Prompt:
Collect each line in the listing below that contains the string "tree", and copy those lines without any change.

--- Records provided ---

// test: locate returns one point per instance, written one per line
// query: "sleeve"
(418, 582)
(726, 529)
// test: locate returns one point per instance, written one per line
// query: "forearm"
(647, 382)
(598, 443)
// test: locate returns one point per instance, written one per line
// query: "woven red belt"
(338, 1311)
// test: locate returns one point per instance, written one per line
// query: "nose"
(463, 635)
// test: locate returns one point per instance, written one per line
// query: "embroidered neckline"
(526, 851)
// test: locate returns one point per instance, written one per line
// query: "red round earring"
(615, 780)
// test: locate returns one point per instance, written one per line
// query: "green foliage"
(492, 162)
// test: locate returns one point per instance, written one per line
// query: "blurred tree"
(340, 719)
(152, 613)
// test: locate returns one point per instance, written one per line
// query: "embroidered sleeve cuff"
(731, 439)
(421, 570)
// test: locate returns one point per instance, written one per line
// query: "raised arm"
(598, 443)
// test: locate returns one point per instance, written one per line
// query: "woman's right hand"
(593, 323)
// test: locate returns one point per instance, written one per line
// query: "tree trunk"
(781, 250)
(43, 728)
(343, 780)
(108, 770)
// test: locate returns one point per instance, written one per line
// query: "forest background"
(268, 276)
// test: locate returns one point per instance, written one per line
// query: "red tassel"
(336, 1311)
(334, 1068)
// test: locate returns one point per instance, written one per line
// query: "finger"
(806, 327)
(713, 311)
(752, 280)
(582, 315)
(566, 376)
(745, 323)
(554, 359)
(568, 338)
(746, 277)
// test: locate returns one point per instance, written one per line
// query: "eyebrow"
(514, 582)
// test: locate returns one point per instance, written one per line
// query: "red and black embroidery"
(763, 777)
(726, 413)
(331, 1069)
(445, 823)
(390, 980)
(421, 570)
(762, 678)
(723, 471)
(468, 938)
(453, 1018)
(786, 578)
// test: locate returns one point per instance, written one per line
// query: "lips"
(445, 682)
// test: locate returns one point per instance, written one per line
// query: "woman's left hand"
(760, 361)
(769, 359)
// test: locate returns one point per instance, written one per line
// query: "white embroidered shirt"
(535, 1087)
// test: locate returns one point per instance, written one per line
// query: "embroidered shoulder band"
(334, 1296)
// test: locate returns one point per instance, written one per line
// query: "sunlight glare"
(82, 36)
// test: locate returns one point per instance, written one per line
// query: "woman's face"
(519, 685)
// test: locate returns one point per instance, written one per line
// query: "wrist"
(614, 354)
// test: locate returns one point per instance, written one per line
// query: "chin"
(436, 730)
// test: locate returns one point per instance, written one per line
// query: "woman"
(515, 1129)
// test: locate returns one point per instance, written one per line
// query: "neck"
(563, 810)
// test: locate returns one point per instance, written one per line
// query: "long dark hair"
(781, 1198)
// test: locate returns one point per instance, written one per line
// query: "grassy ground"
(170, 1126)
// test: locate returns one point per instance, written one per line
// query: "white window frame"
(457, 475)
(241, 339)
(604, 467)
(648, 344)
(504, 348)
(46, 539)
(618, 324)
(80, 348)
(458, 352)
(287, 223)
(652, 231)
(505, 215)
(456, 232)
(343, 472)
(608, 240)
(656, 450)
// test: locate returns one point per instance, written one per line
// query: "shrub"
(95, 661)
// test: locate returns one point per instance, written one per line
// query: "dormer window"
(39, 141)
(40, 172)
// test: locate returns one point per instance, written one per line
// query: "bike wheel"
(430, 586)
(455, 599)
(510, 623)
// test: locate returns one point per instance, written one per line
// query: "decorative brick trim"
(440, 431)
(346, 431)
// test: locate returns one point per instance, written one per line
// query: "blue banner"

---

Answer to this problem:
// query: "blurred tree"
// query: "tree trunk"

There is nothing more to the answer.